Exercise requirements →
Search the records for lines with the word "below" and copy each match.

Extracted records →
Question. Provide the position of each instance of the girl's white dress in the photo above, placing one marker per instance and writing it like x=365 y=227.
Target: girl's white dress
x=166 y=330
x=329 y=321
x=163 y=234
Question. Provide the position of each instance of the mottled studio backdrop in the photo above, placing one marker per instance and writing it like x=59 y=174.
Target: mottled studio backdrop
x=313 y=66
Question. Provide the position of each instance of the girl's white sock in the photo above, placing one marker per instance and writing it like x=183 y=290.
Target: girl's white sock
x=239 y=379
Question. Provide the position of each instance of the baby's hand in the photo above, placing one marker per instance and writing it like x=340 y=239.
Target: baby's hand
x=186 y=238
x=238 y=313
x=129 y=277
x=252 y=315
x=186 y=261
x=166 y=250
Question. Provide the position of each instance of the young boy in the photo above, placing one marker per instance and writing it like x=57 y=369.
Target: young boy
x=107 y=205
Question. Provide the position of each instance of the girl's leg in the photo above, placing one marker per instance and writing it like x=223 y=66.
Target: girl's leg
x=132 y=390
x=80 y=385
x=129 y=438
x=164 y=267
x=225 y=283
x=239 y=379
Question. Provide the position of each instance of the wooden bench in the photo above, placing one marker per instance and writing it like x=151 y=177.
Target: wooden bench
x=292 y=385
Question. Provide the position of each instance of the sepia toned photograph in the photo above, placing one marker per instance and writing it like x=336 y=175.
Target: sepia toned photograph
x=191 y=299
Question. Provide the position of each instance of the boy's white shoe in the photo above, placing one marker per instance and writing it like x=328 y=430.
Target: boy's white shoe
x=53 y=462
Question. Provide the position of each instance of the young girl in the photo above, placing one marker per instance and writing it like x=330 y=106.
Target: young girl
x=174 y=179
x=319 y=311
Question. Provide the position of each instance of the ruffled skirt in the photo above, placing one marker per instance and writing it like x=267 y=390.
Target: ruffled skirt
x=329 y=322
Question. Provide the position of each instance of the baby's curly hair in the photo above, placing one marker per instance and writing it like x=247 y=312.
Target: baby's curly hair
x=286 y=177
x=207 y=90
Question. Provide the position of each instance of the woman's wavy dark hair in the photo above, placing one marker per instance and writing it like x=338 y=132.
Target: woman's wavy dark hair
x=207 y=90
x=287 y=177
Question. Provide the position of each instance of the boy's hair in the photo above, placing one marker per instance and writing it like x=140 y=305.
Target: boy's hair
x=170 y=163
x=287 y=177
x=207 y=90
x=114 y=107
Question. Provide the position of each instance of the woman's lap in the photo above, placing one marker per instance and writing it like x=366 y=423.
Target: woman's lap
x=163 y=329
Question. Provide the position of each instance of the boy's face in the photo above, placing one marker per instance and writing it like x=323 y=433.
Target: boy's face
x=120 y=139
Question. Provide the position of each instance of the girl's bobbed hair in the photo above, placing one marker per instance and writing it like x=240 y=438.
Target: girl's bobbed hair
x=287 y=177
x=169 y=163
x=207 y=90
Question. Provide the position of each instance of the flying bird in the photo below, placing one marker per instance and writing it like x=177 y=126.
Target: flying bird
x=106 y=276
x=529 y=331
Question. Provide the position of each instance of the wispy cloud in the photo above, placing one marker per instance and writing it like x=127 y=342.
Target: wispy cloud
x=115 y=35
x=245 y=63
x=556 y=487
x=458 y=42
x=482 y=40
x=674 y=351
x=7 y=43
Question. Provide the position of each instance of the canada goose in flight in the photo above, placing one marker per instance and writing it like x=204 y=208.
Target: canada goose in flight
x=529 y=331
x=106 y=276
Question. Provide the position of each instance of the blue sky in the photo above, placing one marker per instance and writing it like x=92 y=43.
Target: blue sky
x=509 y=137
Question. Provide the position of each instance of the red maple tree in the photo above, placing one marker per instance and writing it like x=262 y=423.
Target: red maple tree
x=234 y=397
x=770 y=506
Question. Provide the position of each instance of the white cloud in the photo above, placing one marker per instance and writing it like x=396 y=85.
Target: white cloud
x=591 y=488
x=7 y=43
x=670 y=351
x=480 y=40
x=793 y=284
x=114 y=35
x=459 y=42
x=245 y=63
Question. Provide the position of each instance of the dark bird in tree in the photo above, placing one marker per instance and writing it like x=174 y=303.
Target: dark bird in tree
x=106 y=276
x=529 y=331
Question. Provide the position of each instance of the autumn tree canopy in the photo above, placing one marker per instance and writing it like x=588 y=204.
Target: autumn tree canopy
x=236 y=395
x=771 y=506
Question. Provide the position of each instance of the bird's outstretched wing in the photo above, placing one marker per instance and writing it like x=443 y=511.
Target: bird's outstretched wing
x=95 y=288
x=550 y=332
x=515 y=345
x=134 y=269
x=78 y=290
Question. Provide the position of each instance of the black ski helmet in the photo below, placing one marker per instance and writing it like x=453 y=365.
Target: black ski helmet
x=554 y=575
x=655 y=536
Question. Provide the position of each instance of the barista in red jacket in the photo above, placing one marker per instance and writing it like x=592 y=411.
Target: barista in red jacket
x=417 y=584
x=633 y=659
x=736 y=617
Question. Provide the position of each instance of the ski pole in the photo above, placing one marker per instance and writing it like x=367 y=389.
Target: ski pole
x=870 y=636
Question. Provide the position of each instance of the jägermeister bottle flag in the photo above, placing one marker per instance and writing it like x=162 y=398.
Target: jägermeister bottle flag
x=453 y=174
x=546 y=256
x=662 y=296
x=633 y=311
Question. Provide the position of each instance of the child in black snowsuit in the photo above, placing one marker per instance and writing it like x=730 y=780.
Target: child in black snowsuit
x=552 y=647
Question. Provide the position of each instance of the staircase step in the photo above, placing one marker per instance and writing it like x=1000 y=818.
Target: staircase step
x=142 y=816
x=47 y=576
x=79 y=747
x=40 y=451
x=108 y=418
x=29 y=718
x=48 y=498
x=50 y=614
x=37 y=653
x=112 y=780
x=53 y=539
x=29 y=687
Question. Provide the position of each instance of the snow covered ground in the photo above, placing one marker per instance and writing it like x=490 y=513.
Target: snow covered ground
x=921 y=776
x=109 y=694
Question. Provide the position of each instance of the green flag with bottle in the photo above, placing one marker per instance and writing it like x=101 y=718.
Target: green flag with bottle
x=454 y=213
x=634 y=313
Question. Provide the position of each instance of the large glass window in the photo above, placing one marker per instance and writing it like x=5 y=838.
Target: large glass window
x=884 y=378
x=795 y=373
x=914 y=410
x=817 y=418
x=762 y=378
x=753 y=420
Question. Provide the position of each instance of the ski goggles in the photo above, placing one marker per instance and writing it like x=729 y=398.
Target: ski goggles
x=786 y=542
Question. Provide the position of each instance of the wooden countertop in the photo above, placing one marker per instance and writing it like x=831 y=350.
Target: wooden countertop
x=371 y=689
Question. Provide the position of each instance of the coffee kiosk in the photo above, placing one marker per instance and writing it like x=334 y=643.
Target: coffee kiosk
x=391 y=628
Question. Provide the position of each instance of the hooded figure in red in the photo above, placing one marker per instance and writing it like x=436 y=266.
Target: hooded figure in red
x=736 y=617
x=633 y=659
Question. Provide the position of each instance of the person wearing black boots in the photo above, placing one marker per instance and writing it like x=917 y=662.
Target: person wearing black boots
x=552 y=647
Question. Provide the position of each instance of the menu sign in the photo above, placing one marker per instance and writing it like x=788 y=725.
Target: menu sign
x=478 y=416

Finished task →
Question. Provide the position of each instance of the flying bird in the photo below, placing one marker per instance and writing it like x=177 y=126.
Question. Provide the position of each instance of the black ski helmet in the photo below, placing one marker per instance and writing it like x=453 y=365.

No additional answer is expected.